=== WORK TO DO ===
Count the lines in the records below that contain the string "trim", and give only the number.
** start INPUT FOR THIS TASK **
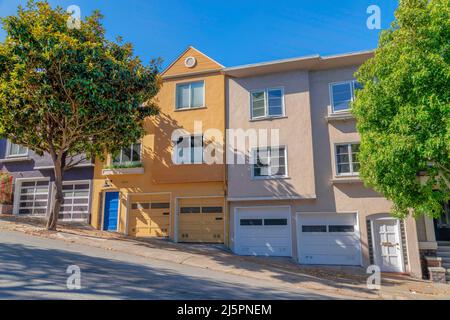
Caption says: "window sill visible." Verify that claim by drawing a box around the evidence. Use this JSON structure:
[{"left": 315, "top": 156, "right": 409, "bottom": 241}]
[
  {"left": 174, "top": 106, "right": 207, "bottom": 112},
  {"left": 252, "top": 176, "right": 290, "bottom": 181},
  {"left": 0, "top": 156, "right": 31, "bottom": 163},
  {"left": 249, "top": 116, "right": 287, "bottom": 122},
  {"left": 325, "top": 111, "right": 355, "bottom": 122},
  {"left": 331, "top": 176, "right": 363, "bottom": 184},
  {"left": 102, "top": 167, "right": 145, "bottom": 176}
]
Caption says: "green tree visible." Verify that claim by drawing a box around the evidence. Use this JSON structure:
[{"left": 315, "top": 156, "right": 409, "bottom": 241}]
[
  {"left": 352, "top": 0, "right": 450, "bottom": 217},
  {"left": 0, "top": 1, "right": 160, "bottom": 230}
]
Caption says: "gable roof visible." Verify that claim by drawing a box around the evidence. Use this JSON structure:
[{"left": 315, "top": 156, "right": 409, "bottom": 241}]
[{"left": 161, "top": 46, "right": 225, "bottom": 77}]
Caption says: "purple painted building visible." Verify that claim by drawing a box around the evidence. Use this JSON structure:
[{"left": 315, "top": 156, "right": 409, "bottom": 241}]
[{"left": 0, "top": 139, "right": 94, "bottom": 222}]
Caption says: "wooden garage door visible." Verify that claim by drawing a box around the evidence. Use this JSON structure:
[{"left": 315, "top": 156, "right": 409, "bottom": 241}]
[
  {"left": 128, "top": 195, "right": 170, "bottom": 237},
  {"left": 178, "top": 198, "right": 225, "bottom": 243}
]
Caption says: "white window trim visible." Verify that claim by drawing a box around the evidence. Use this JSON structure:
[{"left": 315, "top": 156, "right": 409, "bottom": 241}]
[
  {"left": 334, "top": 141, "right": 361, "bottom": 177},
  {"left": 109, "top": 141, "right": 143, "bottom": 166},
  {"left": 175, "top": 80, "right": 206, "bottom": 111},
  {"left": 173, "top": 134, "right": 205, "bottom": 166},
  {"left": 250, "top": 145, "right": 289, "bottom": 180},
  {"left": 5, "top": 139, "right": 30, "bottom": 159},
  {"left": 250, "top": 87, "right": 286, "bottom": 120},
  {"left": 328, "top": 80, "right": 356, "bottom": 114}
]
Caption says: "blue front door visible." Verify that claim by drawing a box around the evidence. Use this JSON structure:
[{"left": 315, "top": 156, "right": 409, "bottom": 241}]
[{"left": 103, "top": 192, "right": 119, "bottom": 231}]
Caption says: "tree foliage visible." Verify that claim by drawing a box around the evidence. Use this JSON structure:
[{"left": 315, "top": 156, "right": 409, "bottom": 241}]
[
  {"left": 0, "top": 0, "right": 160, "bottom": 229},
  {"left": 352, "top": 0, "right": 450, "bottom": 217}
]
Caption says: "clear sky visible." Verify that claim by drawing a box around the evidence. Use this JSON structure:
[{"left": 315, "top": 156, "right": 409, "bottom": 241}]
[{"left": 0, "top": 0, "right": 398, "bottom": 67}]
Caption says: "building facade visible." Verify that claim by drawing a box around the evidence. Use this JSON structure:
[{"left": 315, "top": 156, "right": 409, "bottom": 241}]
[
  {"left": 0, "top": 139, "right": 94, "bottom": 222},
  {"left": 92, "top": 47, "right": 227, "bottom": 243},
  {"left": 224, "top": 52, "right": 421, "bottom": 277}
]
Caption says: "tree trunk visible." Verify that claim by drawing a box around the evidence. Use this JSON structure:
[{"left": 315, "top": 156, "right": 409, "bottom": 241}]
[{"left": 47, "top": 157, "right": 64, "bottom": 231}]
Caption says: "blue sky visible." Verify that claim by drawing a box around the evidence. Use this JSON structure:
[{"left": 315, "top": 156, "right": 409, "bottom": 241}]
[{"left": 0, "top": 0, "right": 398, "bottom": 66}]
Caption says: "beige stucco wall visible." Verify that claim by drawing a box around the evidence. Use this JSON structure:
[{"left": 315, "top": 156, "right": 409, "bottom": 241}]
[
  {"left": 227, "top": 71, "right": 315, "bottom": 198},
  {"left": 227, "top": 66, "right": 421, "bottom": 277}
]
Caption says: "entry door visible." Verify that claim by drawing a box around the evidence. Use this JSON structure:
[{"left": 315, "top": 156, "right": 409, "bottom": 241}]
[
  {"left": 373, "top": 219, "right": 403, "bottom": 272},
  {"left": 103, "top": 192, "right": 119, "bottom": 231}
]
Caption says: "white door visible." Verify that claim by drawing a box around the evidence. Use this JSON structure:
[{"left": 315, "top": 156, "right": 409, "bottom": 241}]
[
  {"left": 373, "top": 218, "right": 403, "bottom": 272},
  {"left": 234, "top": 207, "right": 292, "bottom": 257},
  {"left": 297, "top": 213, "right": 361, "bottom": 266}
]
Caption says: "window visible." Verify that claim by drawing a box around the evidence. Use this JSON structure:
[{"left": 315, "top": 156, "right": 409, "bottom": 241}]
[
  {"left": 7, "top": 141, "right": 28, "bottom": 158},
  {"left": 180, "top": 207, "right": 200, "bottom": 213},
  {"left": 328, "top": 226, "right": 355, "bottom": 232},
  {"left": 113, "top": 143, "right": 141, "bottom": 166},
  {"left": 264, "top": 219, "right": 287, "bottom": 226},
  {"left": 336, "top": 144, "right": 359, "bottom": 175},
  {"left": 240, "top": 219, "right": 262, "bottom": 226},
  {"left": 302, "top": 226, "right": 327, "bottom": 232},
  {"left": 251, "top": 89, "right": 284, "bottom": 119},
  {"left": 176, "top": 81, "right": 205, "bottom": 110},
  {"left": 174, "top": 135, "right": 203, "bottom": 164},
  {"left": 330, "top": 81, "right": 362, "bottom": 113},
  {"left": 253, "top": 147, "right": 287, "bottom": 178},
  {"left": 202, "top": 207, "right": 223, "bottom": 213}
]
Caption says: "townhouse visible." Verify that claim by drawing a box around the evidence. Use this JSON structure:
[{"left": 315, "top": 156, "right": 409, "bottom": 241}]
[
  {"left": 0, "top": 47, "right": 450, "bottom": 281},
  {"left": 0, "top": 139, "right": 94, "bottom": 222},
  {"left": 223, "top": 52, "right": 421, "bottom": 277},
  {"left": 92, "top": 47, "right": 227, "bottom": 243}
]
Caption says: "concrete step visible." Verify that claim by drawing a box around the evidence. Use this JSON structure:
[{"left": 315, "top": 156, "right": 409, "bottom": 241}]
[
  {"left": 437, "top": 246, "right": 450, "bottom": 252},
  {"left": 436, "top": 251, "right": 450, "bottom": 259}
]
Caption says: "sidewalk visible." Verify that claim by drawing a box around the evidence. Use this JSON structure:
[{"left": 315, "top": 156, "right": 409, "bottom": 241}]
[{"left": 0, "top": 216, "right": 450, "bottom": 299}]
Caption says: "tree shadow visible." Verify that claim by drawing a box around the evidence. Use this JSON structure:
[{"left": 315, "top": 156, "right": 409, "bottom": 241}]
[{"left": 0, "top": 243, "right": 327, "bottom": 300}]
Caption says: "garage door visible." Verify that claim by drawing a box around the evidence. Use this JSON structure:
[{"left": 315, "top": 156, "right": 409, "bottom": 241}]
[
  {"left": 19, "top": 181, "right": 50, "bottom": 216},
  {"left": 234, "top": 207, "right": 292, "bottom": 257},
  {"left": 178, "top": 198, "right": 225, "bottom": 243},
  {"left": 59, "top": 182, "right": 90, "bottom": 221},
  {"left": 128, "top": 195, "right": 170, "bottom": 237},
  {"left": 297, "top": 213, "right": 361, "bottom": 265}
]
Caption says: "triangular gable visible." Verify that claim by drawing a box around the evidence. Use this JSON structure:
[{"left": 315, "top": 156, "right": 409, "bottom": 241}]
[{"left": 161, "top": 47, "right": 224, "bottom": 77}]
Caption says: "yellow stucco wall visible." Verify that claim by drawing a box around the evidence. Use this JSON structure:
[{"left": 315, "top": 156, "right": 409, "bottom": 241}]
[{"left": 91, "top": 48, "right": 226, "bottom": 239}]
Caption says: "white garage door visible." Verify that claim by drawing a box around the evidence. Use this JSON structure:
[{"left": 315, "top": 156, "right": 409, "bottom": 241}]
[
  {"left": 234, "top": 207, "right": 292, "bottom": 257},
  {"left": 297, "top": 213, "right": 361, "bottom": 265},
  {"left": 18, "top": 181, "right": 50, "bottom": 216}
]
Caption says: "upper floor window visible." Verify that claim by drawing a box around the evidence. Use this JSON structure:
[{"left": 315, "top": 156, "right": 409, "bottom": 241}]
[
  {"left": 6, "top": 140, "right": 28, "bottom": 158},
  {"left": 330, "top": 81, "right": 361, "bottom": 113},
  {"left": 250, "top": 88, "right": 284, "bottom": 119},
  {"left": 253, "top": 147, "right": 287, "bottom": 178},
  {"left": 174, "top": 135, "right": 203, "bottom": 164},
  {"left": 112, "top": 143, "right": 141, "bottom": 166},
  {"left": 176, "top": 81, "right": 205, "bottom": 110},
  {"left": 336, "top": 143, "right": 359, "bottom": 175}
]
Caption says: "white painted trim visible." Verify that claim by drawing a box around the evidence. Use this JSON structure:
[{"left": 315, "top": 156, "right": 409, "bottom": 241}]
[
  {"left": 419, "top": 241, "right": 438, "bottom": 250},
  {"left": 161, "top": 46, "right": 224, "bottom": 78},
  {"left": 173, "top": 195, "right": 227, "bottom": 243},
  {"left": 328, "top": 79, "right": 356, "bottom": 116},
  {"left": 125, "top": 192, "right": 176, "bottom": 238},
  {"left": 13, "top": 177, "right": 52, "bottom": 216},
  {"left": 295, "top": 211, "right": 363, "bottom": 266},
  {"left": 249, "top": 86, "right": 286, "bottom": 121},
  {"left": 370, "top": 217, "right": 406, "bottom": 273},
  {"left": 333, "top": 141, "right": 361, "bottom": 181},
  {"left": 174, "top": 79, "right": 206, "bottom": 111},
  {"left": 227, "top": 194, "right": 317, "bottom": 202},
  {"left": 423, "top": 216, "right": 436, "bottom": 242},
  {"left": 250, "top": 145, "right": 289, "bottom": 181},
  {"left": 101, "top": 190, "right": 121, "bottom": 232},
  {"left": 232, "top": 205, "right": 296, "bottom": 257},
  {"left": 5, "top": 139, "right": 30, "bottom": 159}
]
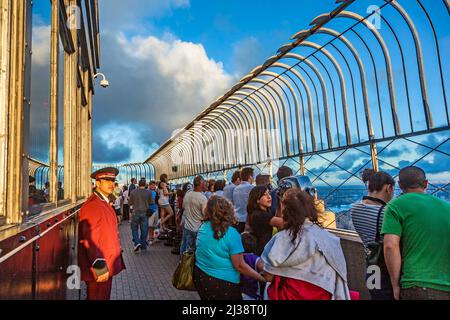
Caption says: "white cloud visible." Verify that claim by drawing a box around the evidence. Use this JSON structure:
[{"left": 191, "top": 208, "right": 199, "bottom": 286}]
[
  {"left": 233, "top": 37, "right": 268, "bottom": 77},
  {"left": 95, "top": 122, "right": 159, "bottom": 163},
  {"left": 31, "top": 25, "right": 51, "bottom": 66},
  {"left": 118, "top": 35, "right": 232, "bottom": 104},
  {"left": 94, "top": 34, "right": 236, "bottom": 146}
]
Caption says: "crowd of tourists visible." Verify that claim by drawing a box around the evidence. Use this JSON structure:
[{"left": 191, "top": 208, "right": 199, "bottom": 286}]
[{"left": 110, "top": 166, "right": 450, "bottom": 300}]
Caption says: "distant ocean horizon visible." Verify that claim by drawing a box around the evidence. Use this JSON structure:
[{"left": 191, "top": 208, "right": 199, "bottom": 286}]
[{"left": 316, "top": 184, "right": 450, "bottom": 213}]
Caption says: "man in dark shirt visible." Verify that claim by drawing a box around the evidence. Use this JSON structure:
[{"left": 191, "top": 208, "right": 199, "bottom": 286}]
[
  {"left": 128, "top": 179, "right": 154, "bottom": 253},
  {"left": 270, "top": 166, "right": 294, "bottom": 215}
]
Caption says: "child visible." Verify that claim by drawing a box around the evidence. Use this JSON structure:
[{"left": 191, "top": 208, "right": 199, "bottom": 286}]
[{"left": 239, "top": 232, "right": 264, "bottom": 300}]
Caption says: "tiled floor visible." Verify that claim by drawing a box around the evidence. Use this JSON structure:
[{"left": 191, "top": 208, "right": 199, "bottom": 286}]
[{"left": 111, "top": 222, "right": 199, "bottom": 300}]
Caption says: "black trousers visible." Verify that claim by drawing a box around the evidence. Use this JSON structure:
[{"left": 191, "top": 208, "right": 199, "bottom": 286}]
[
  {"left": 122, "top": 203, "right": 130, "bottom": 221},
  {"left": 86, "top": 277, "right": 112, "bottom": 300}
]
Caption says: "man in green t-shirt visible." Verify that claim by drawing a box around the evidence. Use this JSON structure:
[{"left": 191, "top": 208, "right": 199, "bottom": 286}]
[{"left": 381, "top": 167, "right": 450, "bottom": 300}]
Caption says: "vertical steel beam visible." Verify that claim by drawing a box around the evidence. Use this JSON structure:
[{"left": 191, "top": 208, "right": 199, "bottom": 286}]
[
  {"left": 49, "top": 0, "right": 59, "bottom": 202},
  {"left": 6, "top": 1, "right": 31, "bottom": 224},
  {"left": 370, "top": 141, "right": 380, "bottom": 172},
  {"left": 0, "top": 0, "right": 12, "bottom": 223},
  {"left": 80, "top": 69, "right": 89, "bottom": 198}
]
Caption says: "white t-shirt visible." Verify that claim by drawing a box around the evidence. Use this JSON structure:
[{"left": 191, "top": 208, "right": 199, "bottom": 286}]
[
  {"left": 158, "top": 185, "right": 170, "bottom": 206},
  {"left": 183, "top": 191, "right": 208, "bottom": 232},
  {"left": 122, "top": 190, "right": 128, "bottom": 204}
]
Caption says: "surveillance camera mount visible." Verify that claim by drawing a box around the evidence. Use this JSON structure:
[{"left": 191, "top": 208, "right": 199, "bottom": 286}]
[{"left": 94, "top": 73, "right": 109, "bottom": 88}]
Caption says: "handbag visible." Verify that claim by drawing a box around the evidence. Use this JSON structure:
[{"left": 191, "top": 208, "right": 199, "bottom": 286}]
[
  {"left": 145, "top": 208, "right": 154, "bottom": 218},
  {"left": 172, "top": 251, "right": 197, "bottom": 291},
  {"left": 366, "top": 204, "right": 386, "bottom": 266}
]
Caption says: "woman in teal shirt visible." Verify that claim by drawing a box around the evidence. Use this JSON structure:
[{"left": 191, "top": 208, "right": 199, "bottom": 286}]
[{"left": 194, "top": 196, "right": 265, "bottom": 300}]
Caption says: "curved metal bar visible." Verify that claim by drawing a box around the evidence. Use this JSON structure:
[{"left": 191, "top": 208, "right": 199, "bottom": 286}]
[
  {"left": 417, "top": 0, "right": 450, "bottom": 124},
  {"left": 385, "top": 0, "right": 434, "bottom": 129},
  {"left": 351, "top": 30, "right": 386, "bottom": 138},
  {"left": 200, "top": 116, "right": 230, "bottom": 170},
  {"left": 241, "top": 84, "right": 281, "bottom": 159},
  {"left": 284, "top": 53, "right": 334, "bottom": 148},
  {"left": 222, "top": 98, "right": 259, "bottom": 163},
  {"left": 260, "top": 71, "right": 298, "bottom": 156},
  {"left": 317, "top": 28, "right": 375, "bottom": 139},
  {"left": 336, "top": 11, "right": 400, "bottom": 135},
  {"left": 242, "top": 79, "right": 289, "bottom": 154},
  {"left": 330, "top": 43, "right": 364, "bottom": 143},
  {"left": 228, "top": 91, "right": 272, "bottom": 159},
  {"left": 299, "top": 41, "right": 352, "bottom": 145},
  {"left": 224, "top": 94, "right": 266, "bottom": 161},
  {"left": 195, "top": 115, "right": 229, "bottom": 172},
  {"left": 216, "top": 101, "right": 257, "bottom": 164},
  {"left": 264, "top": 62, "right": 317, "bottom": 153},
  {"left": 205, "top": 118, "right": 230, "bottom": 167},
  {"left": 210, "top": 108, "right": 248, "bottom": 164}
]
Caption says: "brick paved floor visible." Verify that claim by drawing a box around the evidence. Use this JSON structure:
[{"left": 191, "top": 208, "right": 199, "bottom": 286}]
[{"left": 111, "top": 222, "right": 199, "bottom": 300}]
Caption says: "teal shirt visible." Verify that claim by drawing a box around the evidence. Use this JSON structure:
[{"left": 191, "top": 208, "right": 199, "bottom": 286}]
[
  {"left": 195, "top": 221, "right": 244, "bottom": 284},
  {"left": 381, "top": 193, "right": 450, "bottom": 292}
]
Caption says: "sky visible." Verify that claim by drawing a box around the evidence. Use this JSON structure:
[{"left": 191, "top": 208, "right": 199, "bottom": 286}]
[{"left": 31, "top": 0, "right": 450, "bottom": 184}]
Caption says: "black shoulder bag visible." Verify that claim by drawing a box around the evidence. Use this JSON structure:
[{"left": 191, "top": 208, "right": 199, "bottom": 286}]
[{"left": 363, "top": 197, "right": 386, "bottom": 266}]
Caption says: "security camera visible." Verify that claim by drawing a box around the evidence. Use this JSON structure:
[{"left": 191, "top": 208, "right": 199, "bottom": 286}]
[{"left": 100, "top": 79, "right": 109, "bottom": 88}]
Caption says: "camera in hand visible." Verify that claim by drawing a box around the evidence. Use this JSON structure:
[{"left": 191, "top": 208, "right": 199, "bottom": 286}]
[{"left": 278, "top": 176, "right": 317, "bottom": 198}]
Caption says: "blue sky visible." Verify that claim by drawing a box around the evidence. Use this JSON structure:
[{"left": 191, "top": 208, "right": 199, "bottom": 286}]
[{"left": 32, "top": 0, "right": 450, "bottom": 184}]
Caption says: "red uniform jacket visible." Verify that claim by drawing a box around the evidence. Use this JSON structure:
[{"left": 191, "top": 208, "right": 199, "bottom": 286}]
[{"left": 78, "top": 193, "right": 125, "bottom": 281}]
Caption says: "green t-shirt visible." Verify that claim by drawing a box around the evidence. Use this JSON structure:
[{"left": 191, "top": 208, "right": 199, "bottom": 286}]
[{"left": 381, "top": 193, "right": 450, "bottom": 291}]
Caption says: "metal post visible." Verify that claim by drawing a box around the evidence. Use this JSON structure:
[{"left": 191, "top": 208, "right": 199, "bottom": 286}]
[
  {"left": 300, "top": 154, "right": 305, "bottom": 176},
  {"left": 2, "top": 1, "right": 31, "bottom": 224},
  {"left": 0, "top": 0, "right": 11, "bottom": 225},
  {"left": 370, "top": 137, "right": 379, "bottom": 172},
  {"left": 49, "top": 0, "right": 59, "bottom": 202}
]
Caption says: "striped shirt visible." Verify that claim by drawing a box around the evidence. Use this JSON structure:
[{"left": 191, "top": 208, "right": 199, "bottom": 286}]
[{"left": 350, "top": 201, "right": 384, "bottom": 245}]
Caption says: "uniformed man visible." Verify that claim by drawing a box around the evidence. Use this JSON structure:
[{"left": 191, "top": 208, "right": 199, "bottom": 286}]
[{"left": 78, "top": 168, "right": 125, "bottom": 300}]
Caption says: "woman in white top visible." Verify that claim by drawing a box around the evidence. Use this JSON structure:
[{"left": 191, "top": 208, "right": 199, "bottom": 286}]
[
  {"left": 122, "top": 186, "right": 130, "bottom": 221},
  {"left": 158, "top": 174, "right": 173, "bottom": 231}
]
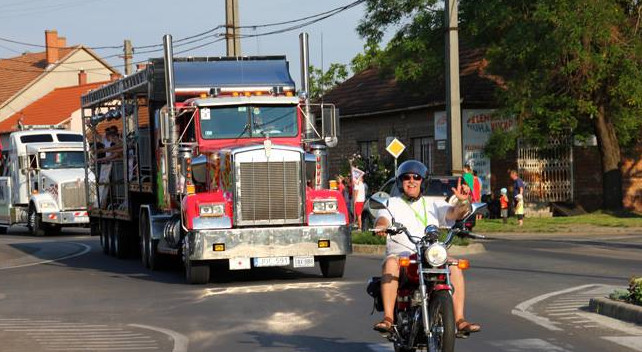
** end INPUT FOR THIS TASK **
=== THE RESPONSE ===
2